A run of records
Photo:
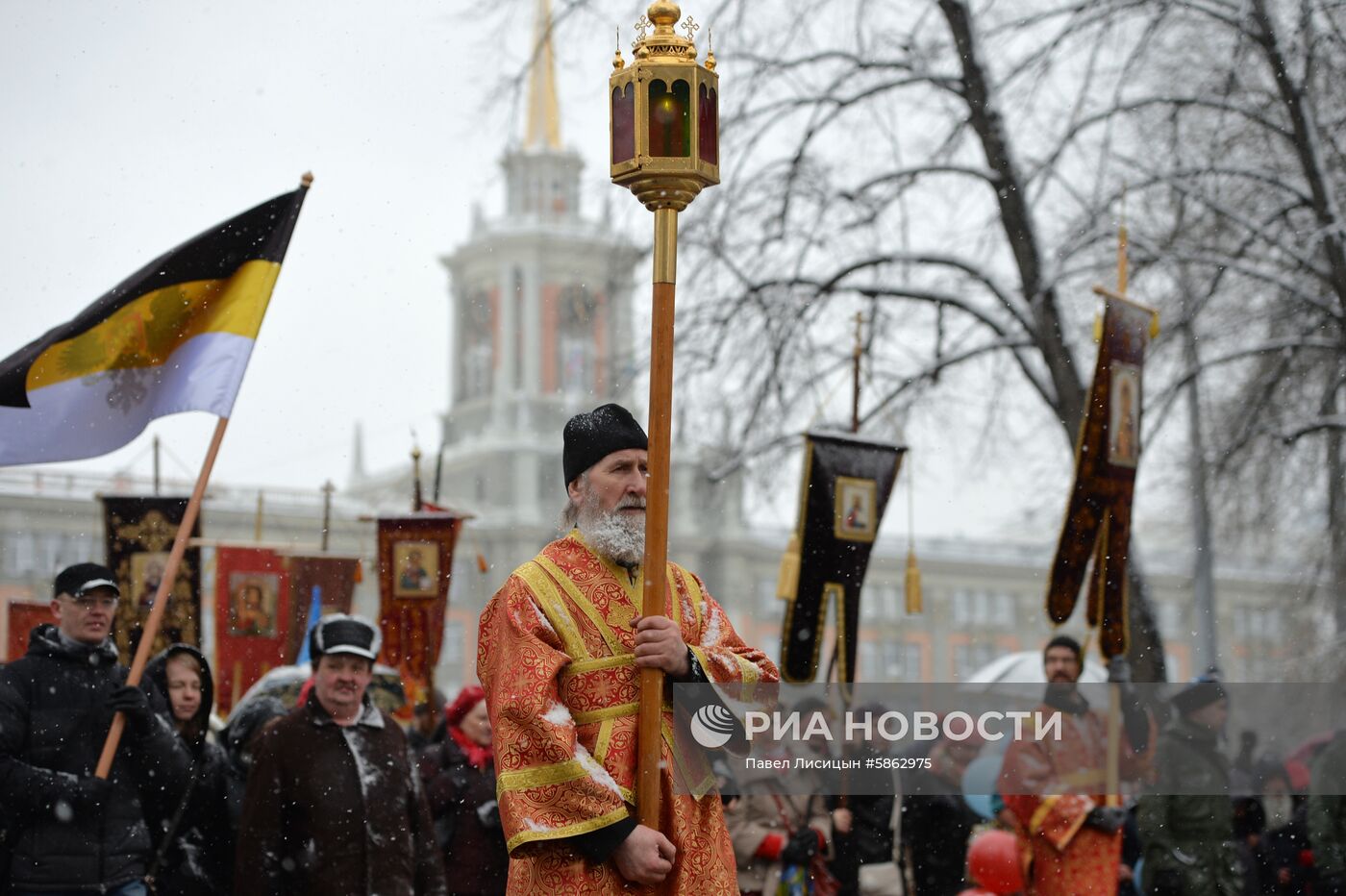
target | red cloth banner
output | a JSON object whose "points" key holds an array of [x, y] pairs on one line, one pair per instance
{"points": [[252, 619], [23, 616], [414, 565]]}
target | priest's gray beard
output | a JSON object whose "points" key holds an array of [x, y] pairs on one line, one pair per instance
{"points": [[614, 535]]}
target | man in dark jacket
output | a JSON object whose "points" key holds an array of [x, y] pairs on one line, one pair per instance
{"points": [[1187, 824], [74, 832], [333, 805]]}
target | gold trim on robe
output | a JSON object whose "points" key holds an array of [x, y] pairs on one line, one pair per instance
{"points": [[555, 657]]}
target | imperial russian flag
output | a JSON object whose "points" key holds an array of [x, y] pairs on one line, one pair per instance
{"points": [[172, 336]]}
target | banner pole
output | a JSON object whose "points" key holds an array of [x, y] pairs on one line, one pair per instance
{"points": [[649, 723], [151, 629]]}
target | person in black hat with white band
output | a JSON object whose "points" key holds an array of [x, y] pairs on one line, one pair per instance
{"points": [[334, 805], [73, 832], [559, 654]]}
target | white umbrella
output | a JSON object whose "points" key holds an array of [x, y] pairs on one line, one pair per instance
{"points": [[1020, 674]]}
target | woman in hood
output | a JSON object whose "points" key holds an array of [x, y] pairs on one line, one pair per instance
{"points": [[460, 775], [194, 846]]}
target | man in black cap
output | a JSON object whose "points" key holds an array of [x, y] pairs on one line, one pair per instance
{"points": [[74, 832], [559, 654], [333, 802], [1187, 821], [1057, 787]]}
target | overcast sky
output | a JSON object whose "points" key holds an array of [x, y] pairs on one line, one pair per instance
{"points": [[131, 127]]}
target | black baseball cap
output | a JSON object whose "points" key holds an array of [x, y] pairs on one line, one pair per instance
{"points": [[594, 436], [81, 579]]}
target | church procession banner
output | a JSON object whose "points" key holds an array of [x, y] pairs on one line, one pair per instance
{"points": [[847, 482], [1097, 522], [414, 564], [138, 535], [252, 610]]}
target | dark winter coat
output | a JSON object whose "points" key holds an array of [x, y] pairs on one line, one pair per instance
{"points": [[198, 853], [1326, 811], [467, 824], [336, 810], [53, 724], [935, 828], [1283, 848], [237, 737], [1187, 824]]}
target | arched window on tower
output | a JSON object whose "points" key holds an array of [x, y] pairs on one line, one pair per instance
{"points": [[576, 351], [474, 347]]}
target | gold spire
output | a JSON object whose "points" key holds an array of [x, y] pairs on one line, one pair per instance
{"points": [[544, 120]]}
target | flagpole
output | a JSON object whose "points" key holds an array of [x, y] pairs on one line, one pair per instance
{"points": [[151, 629], [1113, 782]]}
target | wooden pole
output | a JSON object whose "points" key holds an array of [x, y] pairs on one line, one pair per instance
{"points": [[157, 612], [1113, 690], [855, 369], [327, 511], [650, 720]]}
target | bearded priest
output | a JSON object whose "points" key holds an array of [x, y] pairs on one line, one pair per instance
{"points": [[559, 653]]}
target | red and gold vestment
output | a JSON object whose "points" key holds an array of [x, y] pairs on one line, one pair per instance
{"points": [[1050, 785], [555, 657]]}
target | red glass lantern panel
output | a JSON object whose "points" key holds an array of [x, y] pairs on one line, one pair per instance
{"points": [[709, 125], [623, 123], [670, 127]]}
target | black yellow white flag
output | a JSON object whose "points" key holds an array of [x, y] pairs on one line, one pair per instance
{"points": [[174, 336]]}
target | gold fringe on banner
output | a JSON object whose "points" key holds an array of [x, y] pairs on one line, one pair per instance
{"points": [[912, 588], [787, 582]]}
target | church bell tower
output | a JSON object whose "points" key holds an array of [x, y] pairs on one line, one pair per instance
{"points": [[541, 320]]}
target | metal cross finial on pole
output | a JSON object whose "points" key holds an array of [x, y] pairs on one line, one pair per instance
{"points": [[327, 511]]}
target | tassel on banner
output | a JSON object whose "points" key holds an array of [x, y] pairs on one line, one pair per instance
{"points": [[912, 585], [787, 583]]}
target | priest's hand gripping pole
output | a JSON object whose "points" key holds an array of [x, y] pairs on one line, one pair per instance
{"points": [[665, 144], [653, 603]]}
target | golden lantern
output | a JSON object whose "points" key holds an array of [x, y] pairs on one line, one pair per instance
{"points": [[665, 124], [665, 141]]}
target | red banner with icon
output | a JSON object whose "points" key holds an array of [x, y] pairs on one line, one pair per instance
{"points": [[252, 619], [414, 566]]}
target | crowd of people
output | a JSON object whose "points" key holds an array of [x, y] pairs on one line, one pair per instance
{"points": [[525, 784]]}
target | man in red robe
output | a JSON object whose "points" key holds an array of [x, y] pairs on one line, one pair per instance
{"points": [[559, 653], [1056, 787]]}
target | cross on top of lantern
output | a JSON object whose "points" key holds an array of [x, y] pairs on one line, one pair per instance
{"points": [[663, 121]]}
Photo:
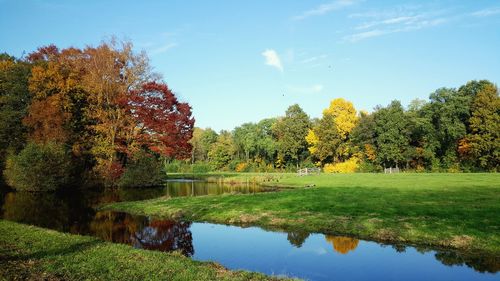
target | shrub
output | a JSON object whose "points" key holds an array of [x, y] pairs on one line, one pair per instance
{"points": [[349, 166], [143, 170], [39, 167]]}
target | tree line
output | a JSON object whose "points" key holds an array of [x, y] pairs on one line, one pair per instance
{"points": [[455, 130], [98, 114]]}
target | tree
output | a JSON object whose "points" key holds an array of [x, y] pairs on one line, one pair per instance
{"points": [[246, 138], [201, 142], [329, 141], [14, 101], [291, 132], [163, 124], [222, 151], [483, 141], [449, 112], [324, 140], [344, 115], [391, 135], [112, 71], [39, 167]]}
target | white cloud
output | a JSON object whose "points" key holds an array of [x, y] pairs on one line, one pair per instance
{"points": [[487, 12], [272, 59], [306, 90], [314, 59], [365, 35], [397, 21], [163, 49], [325, 8]]}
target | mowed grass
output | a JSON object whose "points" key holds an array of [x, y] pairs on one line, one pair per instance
{"points": [[32, 253], [460, 211]]}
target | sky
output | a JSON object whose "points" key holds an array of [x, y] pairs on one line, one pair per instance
{"points": [[243, 61]]}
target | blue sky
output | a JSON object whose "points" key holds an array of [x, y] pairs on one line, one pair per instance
{"points": [[242, 61]]}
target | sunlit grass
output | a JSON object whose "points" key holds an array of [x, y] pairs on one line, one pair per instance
{"points": [[443, 210]]}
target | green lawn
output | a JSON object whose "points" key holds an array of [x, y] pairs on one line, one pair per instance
{"points": [[32, 253], [441, 210]]}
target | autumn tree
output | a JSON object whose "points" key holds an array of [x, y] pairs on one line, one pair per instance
{"points": [[222, 151], [483, 141], [201, 142], [329, 139], [14, 101], [163, 125], [113, 70]]}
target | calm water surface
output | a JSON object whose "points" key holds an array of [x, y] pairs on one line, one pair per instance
{"points": [[297, 254]]}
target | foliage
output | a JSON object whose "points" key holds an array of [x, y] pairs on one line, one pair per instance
{"points": [[392, 135], [39, 167], [291, 132], [164, 125], [142, 170], [221, 152], [344, 116], [349, 166], [483, 142], [14, 101]]}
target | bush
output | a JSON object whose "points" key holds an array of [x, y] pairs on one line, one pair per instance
{"points": [[143, 170], [39, 167]]}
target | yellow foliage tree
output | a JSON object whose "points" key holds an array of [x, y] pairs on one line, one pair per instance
{"points": [[312, 140], [344, 115], [349, 166]]}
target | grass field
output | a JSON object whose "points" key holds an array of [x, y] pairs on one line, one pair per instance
{"points": [[458, 211], [31, 253]]}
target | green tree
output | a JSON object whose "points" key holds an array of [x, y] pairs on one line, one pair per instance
{"points": [[39, 167], [291, 132], [14, 101], [222, 150], [392, 135], [449, 112], [483, 141]]}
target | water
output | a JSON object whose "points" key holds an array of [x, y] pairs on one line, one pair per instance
{"points": [[297, 254]]}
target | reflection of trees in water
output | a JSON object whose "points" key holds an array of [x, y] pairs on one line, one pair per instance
{"points": [[161, 235], [199, 188], [341, 244], [166, 235], [297, 238], [479, 263]]}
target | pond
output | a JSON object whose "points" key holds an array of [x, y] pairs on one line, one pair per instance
{"points": [[310, 256]]}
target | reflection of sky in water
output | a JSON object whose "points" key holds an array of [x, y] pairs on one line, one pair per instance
{"points": [[271, 253], [315, 256]]}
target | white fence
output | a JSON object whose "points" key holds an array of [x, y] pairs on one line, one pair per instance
{"points": [[308, 171], [391, 170]]}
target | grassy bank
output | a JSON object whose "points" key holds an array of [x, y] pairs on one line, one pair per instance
{"points": [[441, 210], [31, 253], [266, 179]]}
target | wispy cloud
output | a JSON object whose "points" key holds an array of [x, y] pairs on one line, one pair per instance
{"points": [[395, 21], [487, 12], [316, 88], [163, 49], [325, 8], [314, 59], [272, 59]]}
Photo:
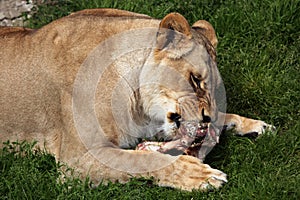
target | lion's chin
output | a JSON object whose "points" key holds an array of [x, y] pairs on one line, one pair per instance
{"points": [[189, 140]]}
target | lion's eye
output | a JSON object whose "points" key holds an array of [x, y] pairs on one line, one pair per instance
{"points": [[175, 118], [196, 81]]}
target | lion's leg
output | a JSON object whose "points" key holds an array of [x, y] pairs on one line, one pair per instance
{"points": [[245, 126], [183, 172]]}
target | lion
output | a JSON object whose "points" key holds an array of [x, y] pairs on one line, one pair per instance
{"points": [[88, 106]]}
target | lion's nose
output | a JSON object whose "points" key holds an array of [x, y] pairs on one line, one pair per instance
{"points": [[205, 118]]}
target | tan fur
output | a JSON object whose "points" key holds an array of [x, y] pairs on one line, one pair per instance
{"points": [[37, 73]]}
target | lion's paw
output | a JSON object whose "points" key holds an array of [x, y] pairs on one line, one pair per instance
{"points": [[189, 173]]}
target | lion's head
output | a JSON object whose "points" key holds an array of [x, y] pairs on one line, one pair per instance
{"points": [[185, 69]]}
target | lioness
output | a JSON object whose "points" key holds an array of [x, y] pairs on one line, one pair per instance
{"points": [[48, 94]]}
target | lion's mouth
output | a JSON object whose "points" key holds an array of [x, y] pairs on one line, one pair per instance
{"points": [[190, 138]]}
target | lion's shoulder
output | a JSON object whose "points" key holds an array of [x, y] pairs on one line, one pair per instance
{"points": [[106, 12]]}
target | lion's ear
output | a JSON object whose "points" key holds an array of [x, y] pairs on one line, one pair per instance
{"points": [[174, 36], [205, 28]]}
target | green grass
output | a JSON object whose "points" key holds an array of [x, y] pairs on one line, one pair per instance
{"points": [[258, 57]]}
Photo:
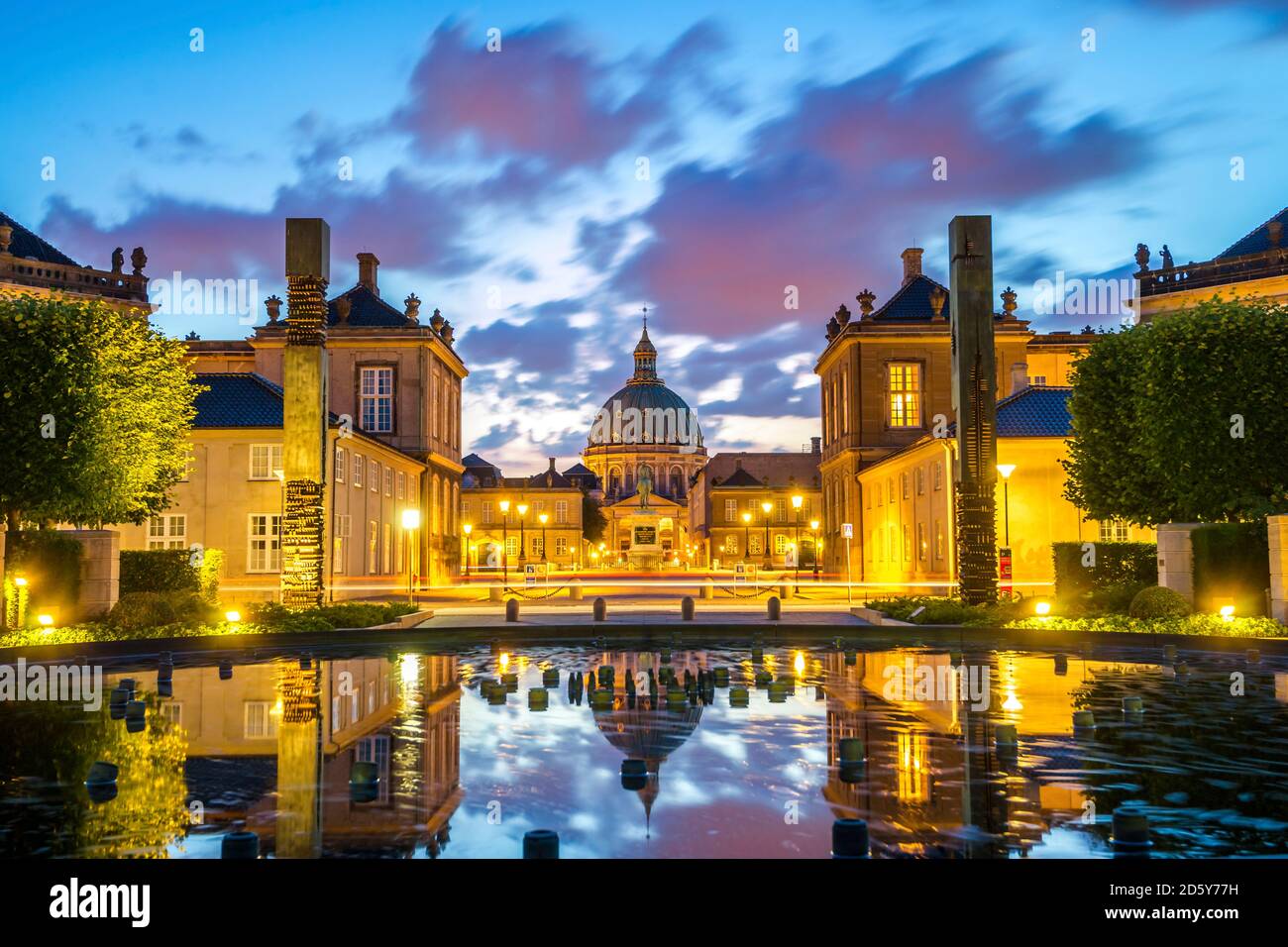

To do:
Tally the lines in the items above that contain the string "priest", with case counting. Reply with the number alone.

Response to the exercise:
3